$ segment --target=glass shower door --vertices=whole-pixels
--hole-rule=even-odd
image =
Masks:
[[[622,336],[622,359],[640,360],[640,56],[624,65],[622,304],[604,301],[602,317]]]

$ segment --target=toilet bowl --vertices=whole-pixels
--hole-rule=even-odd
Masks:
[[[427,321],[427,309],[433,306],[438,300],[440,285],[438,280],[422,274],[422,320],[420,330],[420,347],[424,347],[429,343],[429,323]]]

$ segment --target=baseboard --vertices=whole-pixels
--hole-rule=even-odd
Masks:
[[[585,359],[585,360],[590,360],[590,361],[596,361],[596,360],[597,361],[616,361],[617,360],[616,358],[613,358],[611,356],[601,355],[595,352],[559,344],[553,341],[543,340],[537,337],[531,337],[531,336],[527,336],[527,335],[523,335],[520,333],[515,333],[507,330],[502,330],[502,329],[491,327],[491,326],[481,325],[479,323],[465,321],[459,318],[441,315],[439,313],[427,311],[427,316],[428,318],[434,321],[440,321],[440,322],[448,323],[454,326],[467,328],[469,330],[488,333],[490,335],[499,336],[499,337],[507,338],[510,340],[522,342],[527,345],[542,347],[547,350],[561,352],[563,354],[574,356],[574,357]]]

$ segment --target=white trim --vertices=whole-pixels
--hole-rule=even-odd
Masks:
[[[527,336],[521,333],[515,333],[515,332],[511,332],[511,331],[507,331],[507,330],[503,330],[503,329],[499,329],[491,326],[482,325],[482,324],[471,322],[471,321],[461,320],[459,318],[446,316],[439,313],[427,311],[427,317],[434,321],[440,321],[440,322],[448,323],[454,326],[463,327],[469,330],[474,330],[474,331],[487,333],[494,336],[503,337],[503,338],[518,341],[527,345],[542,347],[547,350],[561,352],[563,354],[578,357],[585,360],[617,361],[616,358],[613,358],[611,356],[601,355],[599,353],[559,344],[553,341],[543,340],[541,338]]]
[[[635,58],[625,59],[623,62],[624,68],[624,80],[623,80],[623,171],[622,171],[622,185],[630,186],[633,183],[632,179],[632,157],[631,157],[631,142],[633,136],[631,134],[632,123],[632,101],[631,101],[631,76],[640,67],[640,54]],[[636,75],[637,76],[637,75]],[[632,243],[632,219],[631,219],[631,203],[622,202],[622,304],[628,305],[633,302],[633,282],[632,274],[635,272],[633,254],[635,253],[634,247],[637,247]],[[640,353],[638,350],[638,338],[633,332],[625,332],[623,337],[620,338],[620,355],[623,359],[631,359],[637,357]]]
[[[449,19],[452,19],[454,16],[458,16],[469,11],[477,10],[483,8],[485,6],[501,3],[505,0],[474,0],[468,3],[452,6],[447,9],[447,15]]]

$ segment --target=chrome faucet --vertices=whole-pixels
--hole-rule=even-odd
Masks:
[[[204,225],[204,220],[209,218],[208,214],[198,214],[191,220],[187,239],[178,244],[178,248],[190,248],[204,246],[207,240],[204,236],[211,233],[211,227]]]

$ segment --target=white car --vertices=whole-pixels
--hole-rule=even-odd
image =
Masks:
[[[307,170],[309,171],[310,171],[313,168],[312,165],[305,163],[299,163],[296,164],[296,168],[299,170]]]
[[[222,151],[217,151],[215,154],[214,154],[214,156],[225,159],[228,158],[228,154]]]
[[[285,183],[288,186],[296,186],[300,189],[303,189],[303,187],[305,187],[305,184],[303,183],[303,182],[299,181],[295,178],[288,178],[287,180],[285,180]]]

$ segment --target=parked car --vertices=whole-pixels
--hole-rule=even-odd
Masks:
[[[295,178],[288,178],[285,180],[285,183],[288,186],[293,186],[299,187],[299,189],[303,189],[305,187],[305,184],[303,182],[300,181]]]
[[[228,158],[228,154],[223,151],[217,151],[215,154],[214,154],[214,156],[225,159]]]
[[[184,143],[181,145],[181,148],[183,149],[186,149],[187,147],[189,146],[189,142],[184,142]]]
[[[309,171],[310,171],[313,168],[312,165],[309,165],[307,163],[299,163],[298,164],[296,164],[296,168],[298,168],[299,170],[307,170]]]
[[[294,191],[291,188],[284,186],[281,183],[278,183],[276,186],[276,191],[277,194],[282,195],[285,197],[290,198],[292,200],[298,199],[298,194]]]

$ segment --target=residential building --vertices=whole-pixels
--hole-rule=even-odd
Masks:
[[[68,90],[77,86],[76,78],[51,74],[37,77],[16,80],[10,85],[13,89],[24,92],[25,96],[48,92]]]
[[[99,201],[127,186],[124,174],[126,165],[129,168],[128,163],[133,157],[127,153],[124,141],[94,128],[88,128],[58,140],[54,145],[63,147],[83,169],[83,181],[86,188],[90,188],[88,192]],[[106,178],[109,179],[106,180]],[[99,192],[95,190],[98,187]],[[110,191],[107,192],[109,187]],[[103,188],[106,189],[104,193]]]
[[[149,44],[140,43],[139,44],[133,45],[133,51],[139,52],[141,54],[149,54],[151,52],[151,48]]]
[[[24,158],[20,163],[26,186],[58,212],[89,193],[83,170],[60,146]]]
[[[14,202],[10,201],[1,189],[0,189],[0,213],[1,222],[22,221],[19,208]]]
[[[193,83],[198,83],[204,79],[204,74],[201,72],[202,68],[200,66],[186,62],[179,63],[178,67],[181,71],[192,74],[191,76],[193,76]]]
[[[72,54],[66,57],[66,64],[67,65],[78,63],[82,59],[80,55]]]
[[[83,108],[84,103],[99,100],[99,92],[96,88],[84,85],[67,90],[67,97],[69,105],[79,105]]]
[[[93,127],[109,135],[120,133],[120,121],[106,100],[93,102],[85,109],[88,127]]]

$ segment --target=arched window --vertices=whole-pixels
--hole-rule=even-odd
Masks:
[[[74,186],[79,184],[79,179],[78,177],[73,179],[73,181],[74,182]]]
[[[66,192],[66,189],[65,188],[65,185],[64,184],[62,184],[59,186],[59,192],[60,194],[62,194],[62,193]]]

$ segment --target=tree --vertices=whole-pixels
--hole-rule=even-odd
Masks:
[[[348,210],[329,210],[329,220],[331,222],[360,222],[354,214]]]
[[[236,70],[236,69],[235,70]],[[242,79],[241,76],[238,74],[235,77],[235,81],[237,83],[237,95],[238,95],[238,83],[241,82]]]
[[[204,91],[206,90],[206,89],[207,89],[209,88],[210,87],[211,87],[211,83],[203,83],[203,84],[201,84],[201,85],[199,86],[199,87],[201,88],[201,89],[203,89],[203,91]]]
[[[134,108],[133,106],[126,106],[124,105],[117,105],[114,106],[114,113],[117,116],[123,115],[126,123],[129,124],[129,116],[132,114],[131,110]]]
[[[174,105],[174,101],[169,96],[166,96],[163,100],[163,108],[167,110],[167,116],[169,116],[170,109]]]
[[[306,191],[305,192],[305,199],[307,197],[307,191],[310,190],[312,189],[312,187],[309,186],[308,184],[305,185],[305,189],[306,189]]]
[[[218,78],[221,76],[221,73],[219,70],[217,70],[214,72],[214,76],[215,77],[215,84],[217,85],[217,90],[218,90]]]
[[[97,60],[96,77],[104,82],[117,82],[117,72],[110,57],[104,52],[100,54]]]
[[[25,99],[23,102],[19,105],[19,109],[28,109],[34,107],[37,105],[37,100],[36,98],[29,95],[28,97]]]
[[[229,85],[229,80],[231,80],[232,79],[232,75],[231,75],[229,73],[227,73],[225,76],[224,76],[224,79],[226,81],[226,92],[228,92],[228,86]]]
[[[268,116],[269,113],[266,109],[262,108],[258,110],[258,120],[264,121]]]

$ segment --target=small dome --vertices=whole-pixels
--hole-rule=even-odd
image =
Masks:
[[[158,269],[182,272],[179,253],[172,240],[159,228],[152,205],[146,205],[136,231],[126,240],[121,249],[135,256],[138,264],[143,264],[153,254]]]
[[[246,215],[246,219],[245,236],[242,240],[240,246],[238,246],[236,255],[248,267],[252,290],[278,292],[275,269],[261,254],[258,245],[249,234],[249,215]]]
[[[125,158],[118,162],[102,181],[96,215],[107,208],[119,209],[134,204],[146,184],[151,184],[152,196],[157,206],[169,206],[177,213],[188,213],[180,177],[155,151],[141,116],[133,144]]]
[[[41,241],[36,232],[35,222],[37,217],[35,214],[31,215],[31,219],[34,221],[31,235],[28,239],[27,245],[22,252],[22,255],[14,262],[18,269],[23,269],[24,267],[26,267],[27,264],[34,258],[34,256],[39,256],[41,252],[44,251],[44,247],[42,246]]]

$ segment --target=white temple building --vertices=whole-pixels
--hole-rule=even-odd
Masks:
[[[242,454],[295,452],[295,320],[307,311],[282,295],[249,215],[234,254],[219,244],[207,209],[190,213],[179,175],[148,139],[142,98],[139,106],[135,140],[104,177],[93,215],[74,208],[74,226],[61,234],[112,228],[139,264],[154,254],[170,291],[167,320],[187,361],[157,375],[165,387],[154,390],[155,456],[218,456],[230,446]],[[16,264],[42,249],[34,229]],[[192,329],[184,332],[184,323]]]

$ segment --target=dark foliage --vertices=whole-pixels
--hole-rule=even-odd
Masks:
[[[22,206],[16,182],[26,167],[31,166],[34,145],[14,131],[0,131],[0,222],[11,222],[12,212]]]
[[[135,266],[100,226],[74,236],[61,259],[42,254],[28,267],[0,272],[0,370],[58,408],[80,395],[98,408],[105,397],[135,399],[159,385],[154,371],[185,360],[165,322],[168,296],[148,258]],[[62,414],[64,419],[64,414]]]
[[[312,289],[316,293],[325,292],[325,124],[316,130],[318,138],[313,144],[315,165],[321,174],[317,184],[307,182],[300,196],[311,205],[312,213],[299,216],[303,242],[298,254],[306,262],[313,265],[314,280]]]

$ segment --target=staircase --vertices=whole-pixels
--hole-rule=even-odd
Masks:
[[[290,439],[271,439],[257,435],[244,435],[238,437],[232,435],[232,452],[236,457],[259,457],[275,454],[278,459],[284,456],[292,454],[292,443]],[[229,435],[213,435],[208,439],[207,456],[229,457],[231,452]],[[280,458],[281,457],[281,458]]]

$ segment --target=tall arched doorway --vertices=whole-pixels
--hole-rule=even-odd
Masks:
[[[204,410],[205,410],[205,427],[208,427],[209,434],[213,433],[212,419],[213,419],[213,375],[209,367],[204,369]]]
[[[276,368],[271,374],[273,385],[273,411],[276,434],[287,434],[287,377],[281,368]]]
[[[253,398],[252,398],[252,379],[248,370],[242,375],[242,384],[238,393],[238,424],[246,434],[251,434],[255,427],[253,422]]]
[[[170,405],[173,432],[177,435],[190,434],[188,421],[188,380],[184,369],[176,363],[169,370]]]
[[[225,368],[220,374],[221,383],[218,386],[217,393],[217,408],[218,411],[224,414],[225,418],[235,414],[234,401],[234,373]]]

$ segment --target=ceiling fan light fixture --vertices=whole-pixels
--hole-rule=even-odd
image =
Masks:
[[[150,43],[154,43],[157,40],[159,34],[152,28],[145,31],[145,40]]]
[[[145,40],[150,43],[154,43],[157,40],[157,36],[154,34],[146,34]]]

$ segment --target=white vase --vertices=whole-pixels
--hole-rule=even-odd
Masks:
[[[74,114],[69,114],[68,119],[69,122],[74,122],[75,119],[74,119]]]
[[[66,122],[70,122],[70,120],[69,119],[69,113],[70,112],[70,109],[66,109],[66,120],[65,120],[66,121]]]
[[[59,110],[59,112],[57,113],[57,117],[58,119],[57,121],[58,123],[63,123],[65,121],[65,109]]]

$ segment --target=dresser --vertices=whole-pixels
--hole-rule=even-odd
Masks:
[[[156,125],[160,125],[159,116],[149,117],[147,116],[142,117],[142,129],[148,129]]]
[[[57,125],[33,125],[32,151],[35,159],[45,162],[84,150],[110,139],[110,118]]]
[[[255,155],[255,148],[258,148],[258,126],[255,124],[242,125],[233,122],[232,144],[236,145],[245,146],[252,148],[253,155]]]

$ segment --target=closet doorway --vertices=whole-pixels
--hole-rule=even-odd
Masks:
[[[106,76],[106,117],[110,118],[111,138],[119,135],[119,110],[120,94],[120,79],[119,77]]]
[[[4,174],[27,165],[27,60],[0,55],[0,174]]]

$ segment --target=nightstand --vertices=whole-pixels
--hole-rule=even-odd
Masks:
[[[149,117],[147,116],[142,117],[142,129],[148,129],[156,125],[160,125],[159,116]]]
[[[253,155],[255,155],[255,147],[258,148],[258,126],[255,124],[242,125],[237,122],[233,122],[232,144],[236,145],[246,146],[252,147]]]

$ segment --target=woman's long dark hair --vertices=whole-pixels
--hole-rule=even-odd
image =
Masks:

Directions for this task. Could you turn the listing above, from the line with "light fixture --vertices=whole-pixels" up to and including the line with "[[[4,174],[27,165],[27,60],[0,55],[0,174]]]", into a JSON list of strings, one string per line, with blank lines left out?

Complete answer.
[
  "$ segment --target=ceiling fan light fixture --vertices=whole-pixels",
  "--hole-rule=even-odd",
  "image =",
  "Masks:",
  "[[[150,43],[154,43],[157,40],[159,34],[152,28],[145,31],[145,40]]]",
  "[[[145,40],[150,43],[154,43],[157,40],[157,36],[154,34],[146,34]]]",
  "$ segment --target=white vase --vertices=whole-pixels",
  "--hole-rule=even-odd",
  "Masks:",
  "[[[74,114],[69,114],[68,119],[69,122],[74,122],[75,119],[74,119]]]",
  "[[[66,122],[70,122],[70,120],[69,119],[69,113],[70,112],[70,109],[66,109],[66,120],[65,120],[66,121]]]",
  "[[[59,110],[59,112],[57,113],[57,117],[58,119],[57,121],[58,123],[63,123],[65,121],[65,109]]]",
  "$ segment --target=dresser --vertices=whole-pixels",
  "--hole-rule=even-odd",
  "Masks:",
  "[[[156,125],[160,125],[159,116],[149,117],[147,116],[142,117],[142,129],[148,129]]]",
  "[[[57,125],[33,125],[32,151],[35,159],[45,162],[84,150],[110,139],[110,118]]]",
  "[[[255,155],[255,148],[258,148],[258,126],[255,124],[242,125],[233,122],[232,144],[236,145],[245,146],[252,148],[253,155]]]",
  "$ segment --target=closet doorway --vertices=whole-pixels",
  "--hole-rule=even-odd",
  "Masks:",
  "[[[106,76],[106,117],[110,118],[111,138],[119,135],[119,110],[120,94],[120,79],[119,77]]]",
  "[[[4,174],[27,165],[27,60],[0,55],[0,174]]]"
]